Records shown:
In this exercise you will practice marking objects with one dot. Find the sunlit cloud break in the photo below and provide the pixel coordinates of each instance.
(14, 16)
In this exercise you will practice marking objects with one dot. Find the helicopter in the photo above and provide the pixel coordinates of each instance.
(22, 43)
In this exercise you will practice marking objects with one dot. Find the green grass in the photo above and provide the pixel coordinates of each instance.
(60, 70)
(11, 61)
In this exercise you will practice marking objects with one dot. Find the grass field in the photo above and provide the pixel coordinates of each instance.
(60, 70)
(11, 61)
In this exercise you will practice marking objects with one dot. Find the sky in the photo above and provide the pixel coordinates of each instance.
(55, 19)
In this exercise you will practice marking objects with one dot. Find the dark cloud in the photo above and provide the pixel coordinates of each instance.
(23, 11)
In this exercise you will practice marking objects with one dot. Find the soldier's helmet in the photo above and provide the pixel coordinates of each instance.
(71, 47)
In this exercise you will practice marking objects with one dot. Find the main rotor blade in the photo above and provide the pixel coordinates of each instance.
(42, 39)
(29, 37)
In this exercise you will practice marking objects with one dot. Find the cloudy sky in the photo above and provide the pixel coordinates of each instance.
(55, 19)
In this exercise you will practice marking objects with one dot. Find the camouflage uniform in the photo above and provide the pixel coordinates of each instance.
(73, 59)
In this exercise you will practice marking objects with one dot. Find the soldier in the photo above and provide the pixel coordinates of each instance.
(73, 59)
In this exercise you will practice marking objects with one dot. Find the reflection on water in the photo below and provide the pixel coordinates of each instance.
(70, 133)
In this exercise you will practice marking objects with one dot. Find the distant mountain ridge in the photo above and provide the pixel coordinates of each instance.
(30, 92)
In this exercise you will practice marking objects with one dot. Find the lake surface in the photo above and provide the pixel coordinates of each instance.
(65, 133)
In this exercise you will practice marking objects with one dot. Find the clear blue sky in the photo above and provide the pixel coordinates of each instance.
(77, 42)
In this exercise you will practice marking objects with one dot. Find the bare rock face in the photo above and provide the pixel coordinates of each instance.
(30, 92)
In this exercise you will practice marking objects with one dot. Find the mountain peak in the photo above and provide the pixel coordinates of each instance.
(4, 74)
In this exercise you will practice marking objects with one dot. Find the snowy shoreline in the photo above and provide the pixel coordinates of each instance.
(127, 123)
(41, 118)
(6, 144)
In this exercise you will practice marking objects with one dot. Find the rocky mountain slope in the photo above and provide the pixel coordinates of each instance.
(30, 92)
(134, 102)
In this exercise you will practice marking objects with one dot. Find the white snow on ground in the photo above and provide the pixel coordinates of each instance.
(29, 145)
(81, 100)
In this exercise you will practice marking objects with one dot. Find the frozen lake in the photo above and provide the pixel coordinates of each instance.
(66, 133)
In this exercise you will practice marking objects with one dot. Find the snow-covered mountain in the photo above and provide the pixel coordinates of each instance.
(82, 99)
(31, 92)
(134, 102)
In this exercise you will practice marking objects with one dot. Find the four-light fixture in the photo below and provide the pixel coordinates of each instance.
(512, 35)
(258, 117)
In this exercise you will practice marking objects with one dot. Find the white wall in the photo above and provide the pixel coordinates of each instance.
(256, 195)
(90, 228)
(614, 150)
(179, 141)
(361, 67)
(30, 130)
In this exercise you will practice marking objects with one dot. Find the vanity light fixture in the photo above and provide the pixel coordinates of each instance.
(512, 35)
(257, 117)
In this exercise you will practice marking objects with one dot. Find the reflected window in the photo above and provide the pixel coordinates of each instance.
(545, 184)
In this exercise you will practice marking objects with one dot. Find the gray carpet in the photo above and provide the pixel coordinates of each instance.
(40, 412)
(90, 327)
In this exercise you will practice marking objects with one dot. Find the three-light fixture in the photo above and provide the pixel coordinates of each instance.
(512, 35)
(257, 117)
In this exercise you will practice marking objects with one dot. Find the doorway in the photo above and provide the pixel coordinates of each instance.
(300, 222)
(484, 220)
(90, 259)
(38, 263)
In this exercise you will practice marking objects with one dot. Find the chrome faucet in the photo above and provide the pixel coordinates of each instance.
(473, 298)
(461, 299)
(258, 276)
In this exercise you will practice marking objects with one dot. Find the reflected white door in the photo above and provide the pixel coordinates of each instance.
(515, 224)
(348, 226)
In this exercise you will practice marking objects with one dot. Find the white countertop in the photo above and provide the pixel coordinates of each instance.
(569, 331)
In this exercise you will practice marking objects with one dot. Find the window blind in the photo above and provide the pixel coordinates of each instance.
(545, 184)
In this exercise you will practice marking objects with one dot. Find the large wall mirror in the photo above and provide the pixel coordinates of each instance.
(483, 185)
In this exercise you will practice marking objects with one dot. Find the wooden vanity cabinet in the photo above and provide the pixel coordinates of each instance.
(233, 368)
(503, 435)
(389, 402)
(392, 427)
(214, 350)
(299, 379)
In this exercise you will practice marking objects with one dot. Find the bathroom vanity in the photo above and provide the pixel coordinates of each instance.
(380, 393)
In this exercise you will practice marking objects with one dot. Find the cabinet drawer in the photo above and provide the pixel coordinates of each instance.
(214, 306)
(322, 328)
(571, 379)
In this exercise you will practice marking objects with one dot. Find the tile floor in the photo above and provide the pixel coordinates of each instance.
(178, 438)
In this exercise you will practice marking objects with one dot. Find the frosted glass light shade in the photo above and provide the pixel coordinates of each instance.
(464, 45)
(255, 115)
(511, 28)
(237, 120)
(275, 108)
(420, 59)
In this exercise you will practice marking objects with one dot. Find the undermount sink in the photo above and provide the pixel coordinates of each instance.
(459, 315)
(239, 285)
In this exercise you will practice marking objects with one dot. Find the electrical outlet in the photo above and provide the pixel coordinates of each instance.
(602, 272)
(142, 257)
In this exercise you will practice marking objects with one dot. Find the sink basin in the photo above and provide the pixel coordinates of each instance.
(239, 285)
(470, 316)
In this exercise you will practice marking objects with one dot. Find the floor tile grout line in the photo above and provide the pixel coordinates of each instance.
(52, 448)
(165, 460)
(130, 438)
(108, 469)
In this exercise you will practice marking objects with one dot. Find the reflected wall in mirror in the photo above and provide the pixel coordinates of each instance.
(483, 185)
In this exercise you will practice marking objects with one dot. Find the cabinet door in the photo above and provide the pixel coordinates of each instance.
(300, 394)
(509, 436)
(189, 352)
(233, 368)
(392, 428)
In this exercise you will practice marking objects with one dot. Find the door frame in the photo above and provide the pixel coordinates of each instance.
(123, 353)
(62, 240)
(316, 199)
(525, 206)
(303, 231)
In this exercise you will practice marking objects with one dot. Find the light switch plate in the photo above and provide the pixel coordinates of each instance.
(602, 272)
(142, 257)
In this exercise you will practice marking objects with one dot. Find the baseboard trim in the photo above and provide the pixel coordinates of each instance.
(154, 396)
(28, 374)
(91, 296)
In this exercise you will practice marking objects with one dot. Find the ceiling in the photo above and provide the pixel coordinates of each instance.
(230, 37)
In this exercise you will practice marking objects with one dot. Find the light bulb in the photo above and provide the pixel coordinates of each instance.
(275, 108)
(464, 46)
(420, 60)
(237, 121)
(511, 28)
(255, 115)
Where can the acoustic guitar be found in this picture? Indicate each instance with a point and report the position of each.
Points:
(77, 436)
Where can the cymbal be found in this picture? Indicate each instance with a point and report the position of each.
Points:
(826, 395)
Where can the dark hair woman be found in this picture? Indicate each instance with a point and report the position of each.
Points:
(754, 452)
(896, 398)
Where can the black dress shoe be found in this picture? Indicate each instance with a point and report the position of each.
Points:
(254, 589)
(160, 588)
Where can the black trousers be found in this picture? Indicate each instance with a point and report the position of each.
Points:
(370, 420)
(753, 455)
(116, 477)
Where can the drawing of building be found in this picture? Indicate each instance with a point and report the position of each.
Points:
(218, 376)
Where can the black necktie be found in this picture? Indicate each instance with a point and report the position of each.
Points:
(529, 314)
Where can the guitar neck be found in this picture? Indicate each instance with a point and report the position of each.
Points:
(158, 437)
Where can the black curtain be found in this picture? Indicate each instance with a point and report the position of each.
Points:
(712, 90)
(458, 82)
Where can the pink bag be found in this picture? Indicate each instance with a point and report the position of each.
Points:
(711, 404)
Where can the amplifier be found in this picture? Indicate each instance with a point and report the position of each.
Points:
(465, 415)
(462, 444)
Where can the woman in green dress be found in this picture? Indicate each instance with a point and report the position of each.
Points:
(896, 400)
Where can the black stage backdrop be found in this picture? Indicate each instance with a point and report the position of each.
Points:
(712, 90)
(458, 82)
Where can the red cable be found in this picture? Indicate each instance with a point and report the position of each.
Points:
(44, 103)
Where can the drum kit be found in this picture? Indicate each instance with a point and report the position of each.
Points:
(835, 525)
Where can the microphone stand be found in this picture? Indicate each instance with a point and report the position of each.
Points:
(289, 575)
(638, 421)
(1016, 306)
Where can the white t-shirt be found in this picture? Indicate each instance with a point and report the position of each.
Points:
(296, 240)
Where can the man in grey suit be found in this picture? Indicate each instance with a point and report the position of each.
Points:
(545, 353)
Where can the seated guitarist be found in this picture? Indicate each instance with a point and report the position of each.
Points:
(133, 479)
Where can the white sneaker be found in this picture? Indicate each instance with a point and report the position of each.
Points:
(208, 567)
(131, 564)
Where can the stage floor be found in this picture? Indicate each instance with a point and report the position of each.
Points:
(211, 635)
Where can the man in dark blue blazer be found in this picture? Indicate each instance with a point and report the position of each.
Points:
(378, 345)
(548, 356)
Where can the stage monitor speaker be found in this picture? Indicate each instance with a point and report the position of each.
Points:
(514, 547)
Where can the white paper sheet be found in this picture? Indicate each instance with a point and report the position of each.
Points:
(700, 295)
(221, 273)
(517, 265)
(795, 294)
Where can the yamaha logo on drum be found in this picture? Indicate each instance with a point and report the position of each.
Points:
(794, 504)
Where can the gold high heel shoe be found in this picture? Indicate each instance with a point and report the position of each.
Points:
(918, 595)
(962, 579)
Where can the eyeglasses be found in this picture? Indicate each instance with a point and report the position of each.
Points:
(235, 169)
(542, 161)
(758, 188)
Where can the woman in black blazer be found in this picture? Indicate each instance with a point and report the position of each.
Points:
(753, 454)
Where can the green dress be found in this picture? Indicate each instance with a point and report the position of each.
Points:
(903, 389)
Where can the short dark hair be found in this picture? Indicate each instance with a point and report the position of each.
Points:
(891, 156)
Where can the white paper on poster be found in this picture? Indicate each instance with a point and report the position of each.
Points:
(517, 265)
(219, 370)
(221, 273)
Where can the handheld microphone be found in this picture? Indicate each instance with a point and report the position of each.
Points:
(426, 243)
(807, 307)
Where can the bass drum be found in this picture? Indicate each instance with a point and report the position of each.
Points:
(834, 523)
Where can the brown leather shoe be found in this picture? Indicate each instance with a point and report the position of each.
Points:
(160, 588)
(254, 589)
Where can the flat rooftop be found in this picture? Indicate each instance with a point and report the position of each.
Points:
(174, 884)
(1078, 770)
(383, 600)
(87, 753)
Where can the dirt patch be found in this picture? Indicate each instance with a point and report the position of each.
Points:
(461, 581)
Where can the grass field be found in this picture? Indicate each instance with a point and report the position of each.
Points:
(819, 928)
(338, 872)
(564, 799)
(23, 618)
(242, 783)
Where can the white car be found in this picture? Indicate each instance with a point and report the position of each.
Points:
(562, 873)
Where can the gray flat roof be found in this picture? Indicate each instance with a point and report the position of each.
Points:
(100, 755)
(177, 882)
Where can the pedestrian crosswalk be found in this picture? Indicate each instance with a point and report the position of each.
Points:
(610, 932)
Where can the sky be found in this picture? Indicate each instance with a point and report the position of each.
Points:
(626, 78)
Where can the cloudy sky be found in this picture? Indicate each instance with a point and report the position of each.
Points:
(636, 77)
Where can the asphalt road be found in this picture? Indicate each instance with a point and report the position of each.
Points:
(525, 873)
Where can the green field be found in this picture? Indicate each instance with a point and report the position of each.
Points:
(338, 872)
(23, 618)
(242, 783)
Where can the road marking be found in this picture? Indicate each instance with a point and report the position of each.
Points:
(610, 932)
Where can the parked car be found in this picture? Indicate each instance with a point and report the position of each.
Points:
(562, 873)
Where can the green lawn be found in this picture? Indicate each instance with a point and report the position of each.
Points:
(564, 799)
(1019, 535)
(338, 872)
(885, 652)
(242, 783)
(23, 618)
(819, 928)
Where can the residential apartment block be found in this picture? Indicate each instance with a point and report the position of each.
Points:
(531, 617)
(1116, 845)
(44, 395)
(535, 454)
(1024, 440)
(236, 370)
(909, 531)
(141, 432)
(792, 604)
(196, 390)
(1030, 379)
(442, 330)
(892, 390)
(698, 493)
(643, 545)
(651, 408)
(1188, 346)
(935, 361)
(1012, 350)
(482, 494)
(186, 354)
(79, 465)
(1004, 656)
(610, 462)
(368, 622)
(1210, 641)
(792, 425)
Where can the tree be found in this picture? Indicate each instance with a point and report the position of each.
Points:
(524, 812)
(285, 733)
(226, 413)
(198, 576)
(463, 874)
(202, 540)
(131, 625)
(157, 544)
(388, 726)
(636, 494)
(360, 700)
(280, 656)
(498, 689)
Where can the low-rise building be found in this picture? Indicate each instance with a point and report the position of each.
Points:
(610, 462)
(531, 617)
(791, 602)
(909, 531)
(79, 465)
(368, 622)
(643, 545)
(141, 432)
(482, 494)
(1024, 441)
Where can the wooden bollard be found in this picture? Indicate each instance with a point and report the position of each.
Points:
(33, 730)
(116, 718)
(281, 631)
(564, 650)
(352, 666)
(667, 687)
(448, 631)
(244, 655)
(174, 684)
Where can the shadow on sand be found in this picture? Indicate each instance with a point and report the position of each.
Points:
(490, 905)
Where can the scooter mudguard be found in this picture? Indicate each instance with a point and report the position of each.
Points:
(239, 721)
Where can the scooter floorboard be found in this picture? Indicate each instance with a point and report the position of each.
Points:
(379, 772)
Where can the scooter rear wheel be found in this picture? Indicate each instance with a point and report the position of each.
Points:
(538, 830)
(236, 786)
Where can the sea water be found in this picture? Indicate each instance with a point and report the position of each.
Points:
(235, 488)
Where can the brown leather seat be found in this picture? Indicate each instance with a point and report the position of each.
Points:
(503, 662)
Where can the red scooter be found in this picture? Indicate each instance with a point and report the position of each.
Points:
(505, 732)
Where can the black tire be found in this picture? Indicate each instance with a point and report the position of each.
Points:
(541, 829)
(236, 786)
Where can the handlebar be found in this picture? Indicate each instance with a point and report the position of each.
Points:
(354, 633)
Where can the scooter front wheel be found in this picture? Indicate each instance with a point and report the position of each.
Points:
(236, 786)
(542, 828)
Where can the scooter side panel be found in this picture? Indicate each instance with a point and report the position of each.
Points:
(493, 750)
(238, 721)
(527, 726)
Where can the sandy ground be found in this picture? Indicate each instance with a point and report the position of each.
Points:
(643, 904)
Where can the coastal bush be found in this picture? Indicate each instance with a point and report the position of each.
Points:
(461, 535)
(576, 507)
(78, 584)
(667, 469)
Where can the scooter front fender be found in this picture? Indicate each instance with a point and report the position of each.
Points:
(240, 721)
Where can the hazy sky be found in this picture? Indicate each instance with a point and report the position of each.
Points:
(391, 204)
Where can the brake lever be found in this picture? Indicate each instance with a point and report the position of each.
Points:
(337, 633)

Exercise goal: Copy out verbatim the lines from the one containing "Where can the scooter front fender" through the last line of the records, inclusive.

Output of the task:
Where can the scooter front fender be found in this picture? Indicate each instance with a point and report the position of each.
Points:
(240, 721)
Where can the hazy sky be found in this picture? Indicate each instance with a point and report the position of each.
Points:
(391, 204)
Where can the brake lever be found in this picture? Indicate each instance with a point and report the position of each.
Points:
(337, 633)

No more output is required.